• **WRITTEN INSTRUCTION**
Put the rows in the part that opens with the line containing "Query: wicker basket" and closes with the line containing "Give the mask of the wicker" into a JSON list of strings, one string per line, leaving out blank lines.

• **Saved data entries**
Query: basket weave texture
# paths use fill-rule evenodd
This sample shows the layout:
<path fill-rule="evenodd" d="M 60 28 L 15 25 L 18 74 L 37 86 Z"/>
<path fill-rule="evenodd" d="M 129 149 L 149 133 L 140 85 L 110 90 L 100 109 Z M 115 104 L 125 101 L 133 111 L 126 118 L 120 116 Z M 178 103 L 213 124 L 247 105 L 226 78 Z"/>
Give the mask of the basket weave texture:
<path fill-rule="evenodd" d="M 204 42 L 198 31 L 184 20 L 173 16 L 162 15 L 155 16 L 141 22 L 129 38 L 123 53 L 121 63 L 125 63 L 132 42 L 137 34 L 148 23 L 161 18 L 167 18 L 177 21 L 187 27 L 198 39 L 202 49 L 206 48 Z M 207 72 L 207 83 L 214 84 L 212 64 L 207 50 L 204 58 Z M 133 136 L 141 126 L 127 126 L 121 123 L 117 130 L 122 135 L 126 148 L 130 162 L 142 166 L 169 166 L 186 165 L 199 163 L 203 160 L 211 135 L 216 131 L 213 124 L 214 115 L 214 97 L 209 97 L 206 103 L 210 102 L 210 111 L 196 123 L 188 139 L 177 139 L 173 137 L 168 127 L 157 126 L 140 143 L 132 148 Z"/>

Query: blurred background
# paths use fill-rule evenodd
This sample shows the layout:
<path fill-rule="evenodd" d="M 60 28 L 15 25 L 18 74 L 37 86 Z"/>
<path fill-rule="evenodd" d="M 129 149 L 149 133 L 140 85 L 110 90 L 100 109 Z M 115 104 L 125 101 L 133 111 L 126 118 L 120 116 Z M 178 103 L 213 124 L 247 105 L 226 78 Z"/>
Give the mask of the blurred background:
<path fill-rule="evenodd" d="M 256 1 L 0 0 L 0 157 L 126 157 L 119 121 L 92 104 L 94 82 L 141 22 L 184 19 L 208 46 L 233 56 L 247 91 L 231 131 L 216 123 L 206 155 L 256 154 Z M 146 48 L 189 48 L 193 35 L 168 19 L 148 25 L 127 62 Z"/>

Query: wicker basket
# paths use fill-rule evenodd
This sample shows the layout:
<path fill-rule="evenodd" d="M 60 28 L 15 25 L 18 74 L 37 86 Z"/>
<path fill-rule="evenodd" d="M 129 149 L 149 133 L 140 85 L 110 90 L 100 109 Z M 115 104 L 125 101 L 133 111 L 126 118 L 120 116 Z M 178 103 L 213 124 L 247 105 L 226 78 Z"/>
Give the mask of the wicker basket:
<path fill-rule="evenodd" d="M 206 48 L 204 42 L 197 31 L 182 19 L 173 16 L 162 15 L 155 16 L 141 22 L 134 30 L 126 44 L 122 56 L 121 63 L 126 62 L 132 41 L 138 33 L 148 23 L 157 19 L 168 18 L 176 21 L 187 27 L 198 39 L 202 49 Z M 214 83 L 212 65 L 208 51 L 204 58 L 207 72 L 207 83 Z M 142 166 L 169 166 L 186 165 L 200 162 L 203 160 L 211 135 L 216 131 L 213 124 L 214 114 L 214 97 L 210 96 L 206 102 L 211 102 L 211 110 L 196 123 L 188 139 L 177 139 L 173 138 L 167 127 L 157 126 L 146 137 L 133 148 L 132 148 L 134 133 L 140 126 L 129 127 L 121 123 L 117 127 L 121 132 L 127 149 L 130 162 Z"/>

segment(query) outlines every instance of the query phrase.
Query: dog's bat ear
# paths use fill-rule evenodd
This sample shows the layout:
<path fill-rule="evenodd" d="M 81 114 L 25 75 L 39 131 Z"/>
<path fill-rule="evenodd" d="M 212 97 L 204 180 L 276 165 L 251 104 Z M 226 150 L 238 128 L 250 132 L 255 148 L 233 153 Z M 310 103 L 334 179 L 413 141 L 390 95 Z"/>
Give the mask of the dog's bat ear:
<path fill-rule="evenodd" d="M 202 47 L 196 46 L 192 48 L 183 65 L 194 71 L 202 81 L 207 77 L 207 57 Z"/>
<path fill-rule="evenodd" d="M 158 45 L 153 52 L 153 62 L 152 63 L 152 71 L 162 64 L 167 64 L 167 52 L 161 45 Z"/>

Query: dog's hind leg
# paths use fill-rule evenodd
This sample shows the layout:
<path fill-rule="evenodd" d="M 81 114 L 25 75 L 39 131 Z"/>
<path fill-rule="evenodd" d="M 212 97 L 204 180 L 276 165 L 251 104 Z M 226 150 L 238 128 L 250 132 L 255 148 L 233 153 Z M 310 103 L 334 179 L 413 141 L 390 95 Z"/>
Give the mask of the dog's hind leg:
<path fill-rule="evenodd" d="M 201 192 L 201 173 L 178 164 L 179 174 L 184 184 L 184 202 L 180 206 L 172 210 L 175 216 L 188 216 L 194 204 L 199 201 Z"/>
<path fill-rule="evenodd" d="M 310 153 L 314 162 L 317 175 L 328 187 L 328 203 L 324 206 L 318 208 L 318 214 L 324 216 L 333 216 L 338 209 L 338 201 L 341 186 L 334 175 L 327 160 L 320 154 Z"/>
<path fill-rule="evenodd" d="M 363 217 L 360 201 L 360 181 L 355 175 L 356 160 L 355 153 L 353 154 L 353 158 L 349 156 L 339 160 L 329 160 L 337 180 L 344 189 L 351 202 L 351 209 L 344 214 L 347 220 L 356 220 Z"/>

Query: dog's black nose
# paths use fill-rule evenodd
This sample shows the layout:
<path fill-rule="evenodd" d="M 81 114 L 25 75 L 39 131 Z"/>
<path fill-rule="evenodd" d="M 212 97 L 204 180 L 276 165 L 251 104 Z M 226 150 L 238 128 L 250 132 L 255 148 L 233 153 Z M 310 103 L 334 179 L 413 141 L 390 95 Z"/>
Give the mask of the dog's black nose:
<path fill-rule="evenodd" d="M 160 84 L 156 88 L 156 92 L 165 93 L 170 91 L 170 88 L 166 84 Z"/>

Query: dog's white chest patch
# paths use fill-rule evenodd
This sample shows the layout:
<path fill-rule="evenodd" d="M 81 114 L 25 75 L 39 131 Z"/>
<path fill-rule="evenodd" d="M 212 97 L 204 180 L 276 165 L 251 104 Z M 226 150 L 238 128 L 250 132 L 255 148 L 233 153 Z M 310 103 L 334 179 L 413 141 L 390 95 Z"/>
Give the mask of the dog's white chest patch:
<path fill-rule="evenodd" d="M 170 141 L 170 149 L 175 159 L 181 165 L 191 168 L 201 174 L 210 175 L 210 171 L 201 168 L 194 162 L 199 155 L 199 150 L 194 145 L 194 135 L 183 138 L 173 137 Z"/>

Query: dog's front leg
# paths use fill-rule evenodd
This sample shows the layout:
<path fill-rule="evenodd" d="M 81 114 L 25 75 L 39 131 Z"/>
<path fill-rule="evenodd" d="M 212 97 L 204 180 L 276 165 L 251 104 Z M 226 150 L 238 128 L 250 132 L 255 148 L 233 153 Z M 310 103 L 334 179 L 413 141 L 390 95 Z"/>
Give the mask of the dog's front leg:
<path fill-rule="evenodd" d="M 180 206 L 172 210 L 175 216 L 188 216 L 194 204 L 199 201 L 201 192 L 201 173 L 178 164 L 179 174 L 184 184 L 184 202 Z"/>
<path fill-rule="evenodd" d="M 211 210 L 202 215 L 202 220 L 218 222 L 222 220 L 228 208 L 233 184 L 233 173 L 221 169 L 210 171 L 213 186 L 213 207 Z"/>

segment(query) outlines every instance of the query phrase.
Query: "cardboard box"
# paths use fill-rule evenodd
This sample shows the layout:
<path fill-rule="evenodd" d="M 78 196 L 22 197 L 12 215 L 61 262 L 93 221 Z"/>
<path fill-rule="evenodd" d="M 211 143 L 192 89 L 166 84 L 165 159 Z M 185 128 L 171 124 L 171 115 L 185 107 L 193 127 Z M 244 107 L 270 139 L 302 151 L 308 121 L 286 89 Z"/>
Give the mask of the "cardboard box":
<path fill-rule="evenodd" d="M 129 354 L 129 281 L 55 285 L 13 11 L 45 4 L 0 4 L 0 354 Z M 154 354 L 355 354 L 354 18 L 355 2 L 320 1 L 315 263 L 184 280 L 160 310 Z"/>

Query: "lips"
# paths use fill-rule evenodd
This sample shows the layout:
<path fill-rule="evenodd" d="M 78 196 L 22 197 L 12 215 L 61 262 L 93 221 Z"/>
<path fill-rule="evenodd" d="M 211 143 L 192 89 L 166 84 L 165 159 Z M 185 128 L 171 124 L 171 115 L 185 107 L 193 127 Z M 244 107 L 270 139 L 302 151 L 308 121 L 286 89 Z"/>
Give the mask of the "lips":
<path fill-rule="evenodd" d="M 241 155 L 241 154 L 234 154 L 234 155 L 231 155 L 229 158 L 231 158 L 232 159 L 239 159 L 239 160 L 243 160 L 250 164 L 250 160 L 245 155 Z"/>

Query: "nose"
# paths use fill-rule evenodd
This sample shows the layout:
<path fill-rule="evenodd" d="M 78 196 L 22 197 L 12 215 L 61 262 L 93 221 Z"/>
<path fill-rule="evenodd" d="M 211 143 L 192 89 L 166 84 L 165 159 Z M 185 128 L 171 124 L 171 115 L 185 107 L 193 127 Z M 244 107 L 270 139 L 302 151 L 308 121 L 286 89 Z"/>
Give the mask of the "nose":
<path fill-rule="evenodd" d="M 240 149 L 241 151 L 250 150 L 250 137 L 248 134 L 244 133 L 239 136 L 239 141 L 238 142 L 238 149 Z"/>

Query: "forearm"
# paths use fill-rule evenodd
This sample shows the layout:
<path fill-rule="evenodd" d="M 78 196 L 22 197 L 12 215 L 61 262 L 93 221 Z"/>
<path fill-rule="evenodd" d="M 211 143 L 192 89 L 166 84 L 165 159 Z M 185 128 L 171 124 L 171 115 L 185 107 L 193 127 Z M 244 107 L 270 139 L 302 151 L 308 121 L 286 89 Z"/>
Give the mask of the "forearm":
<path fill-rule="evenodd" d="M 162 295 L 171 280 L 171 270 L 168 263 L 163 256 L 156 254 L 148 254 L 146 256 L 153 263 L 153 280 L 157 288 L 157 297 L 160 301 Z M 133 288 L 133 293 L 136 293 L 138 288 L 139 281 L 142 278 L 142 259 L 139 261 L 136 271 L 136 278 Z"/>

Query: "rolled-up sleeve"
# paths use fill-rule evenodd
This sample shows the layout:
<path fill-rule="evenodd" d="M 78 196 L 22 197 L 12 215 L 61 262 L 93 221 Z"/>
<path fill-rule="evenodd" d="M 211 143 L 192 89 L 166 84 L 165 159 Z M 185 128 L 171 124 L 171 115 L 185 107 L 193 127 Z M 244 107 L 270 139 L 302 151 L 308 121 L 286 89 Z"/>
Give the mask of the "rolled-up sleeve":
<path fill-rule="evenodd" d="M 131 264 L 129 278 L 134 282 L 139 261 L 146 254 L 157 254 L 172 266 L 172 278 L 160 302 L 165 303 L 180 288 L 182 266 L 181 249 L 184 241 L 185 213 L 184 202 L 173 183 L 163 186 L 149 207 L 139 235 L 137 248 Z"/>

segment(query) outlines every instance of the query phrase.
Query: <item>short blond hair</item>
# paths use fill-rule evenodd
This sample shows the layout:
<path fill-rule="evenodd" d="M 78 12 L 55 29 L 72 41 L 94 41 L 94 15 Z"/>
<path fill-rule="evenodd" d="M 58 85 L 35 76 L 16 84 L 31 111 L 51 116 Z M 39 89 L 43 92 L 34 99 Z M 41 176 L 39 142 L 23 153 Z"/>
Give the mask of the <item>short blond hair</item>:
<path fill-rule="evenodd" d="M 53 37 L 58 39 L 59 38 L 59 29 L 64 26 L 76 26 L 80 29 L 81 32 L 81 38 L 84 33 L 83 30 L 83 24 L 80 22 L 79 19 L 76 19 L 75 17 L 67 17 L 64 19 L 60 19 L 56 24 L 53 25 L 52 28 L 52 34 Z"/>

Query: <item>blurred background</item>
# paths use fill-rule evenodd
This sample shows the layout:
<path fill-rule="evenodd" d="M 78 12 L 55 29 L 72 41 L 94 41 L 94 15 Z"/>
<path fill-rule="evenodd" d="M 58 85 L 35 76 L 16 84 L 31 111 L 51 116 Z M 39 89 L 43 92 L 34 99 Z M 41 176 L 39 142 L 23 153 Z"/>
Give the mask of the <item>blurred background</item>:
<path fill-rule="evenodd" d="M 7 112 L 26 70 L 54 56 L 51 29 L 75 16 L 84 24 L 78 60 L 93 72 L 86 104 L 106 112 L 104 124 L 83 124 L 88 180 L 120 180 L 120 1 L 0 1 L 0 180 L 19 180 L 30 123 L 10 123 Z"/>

• **COMPLETED EXERCISE**
[
  "Query: wicker basket",
  "# paths use fill-rule evenodd",
  "This sample shows the layout:",
  "<path fill-rule=\"evenodd\" d=\"M 60 28 L 15 25 L 18 74 L 37 86 Z\"/>",
  "<path fill-rule=\"evenodd\" d=\"M 129 149 L 149 133 L 140 85 L 110 90 L 100 109 Z M 115 104 L 125 101 L 133 111 L 126 118 L 120 116 Z M 178 103 L 213 124 L 247 105 L 226 78 Z\"/>",
  "Give the mask of the wicker basket:"
]